[Opening Data to examine section]
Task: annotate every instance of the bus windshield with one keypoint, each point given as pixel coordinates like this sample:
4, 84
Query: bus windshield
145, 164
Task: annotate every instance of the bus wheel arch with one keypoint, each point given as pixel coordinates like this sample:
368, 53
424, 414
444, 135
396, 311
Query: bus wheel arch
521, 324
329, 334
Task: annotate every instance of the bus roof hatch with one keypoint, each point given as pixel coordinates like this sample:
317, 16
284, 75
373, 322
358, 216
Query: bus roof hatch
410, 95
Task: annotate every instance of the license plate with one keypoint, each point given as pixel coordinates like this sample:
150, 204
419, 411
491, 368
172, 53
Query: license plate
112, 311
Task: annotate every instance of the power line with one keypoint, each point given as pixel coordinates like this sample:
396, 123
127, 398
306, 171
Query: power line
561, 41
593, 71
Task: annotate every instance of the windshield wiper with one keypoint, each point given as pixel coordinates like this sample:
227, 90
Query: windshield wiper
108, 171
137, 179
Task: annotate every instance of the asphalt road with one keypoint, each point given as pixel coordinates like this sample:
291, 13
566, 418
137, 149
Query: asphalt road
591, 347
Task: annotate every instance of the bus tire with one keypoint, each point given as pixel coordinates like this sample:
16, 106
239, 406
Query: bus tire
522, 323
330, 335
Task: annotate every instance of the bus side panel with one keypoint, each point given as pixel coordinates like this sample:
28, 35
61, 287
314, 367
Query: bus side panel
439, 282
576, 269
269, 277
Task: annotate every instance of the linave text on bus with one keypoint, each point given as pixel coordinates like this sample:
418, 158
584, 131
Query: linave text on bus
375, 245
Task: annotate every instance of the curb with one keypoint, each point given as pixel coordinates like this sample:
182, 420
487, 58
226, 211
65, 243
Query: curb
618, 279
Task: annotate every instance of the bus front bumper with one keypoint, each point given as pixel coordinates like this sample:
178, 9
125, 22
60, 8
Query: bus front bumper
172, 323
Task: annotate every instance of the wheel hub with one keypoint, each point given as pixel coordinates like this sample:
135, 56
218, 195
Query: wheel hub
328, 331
[Closing Data to examine section]
**Activity**
Word for word, set down all the lines above.

**Finished exercise**
Task: annotate every instance of the bus windshield with one keypoint, each point given as pixel coordinates like this sample:
4, 84
Query: bus windshield
145, 164
Task: annotate every instance of the bus wheel arch with one keypoint, each point given as pixel coordinates like this sample:
368, 53
424, 414
444, 135
396, 311
Query: bus wheel arch
521, 324
329, 334
Task: annotate every instance of the bus roof hatch with one keypoint, each point given as pixel coordinates like this sample:
317, 16
284, 75
373, 322
358, 216
Query: bus roof hatch
410, 95
Task: annotate every instance of the license plate with one keypoint, each point given as pixel coordinates like this sample:
150, 204
419, 411
491, 368
172, 53
Query: license plate
112, 311
Task: annotate every instance of the power line with one keypoint, each point given as pixel coordinates like this sample:
396, 123
127, 398
306, 171
Query: power line
561, 41
593, 71
Task: annotate every instance of the windshield wiper with one keypoint, each point given as pixel coordinates like this sample:
227, 90
Query: windshield wiper
108, 171
137, 179
Task: annotate every instance of the asphalt road with one keypoint, each point given as pixel coordinates like this sample:
291, 13
566, 418
137, 149
Query: asphalt road
591, 347
Task: annotate every instance of the bus tire with one keypoint, each point given as pixel coordinates like this sample:
16, 106
239, 406
Query: bus tire
522, 323
330, 335
Task: annotate every instance of the bus side panel with one keypoint, each point given as pixel coordinates like this sample:
28, 35
61, 287
314, 367
Query: bus side panel
439, 282
576, 269
269, 277
Task: annotate every instance of the linave text on bus with one keypoint, each point given as pixel coordinates like this sample:
418, 158
584, 131
Query: linave text on bus
375, 245
Task: annotate every instance of the curb with one keypoint, each point given as pixel coordinates like this sample:
182, 420
487, 58
226, 211
65, 243
Query: curb
618, 279
Task: annotate every instance of the bus front bumper with one keypoint, each point given as pixel coordinates like this sample:
178, 9
125, 22
60, 8
Query: bus front bumper
172, 323
Task: annotate every instance of the wheel hub with one keypoint, each point given as pixel coordinates like this sample:
135, 56
218, 195
Query: wheel hub
328, 331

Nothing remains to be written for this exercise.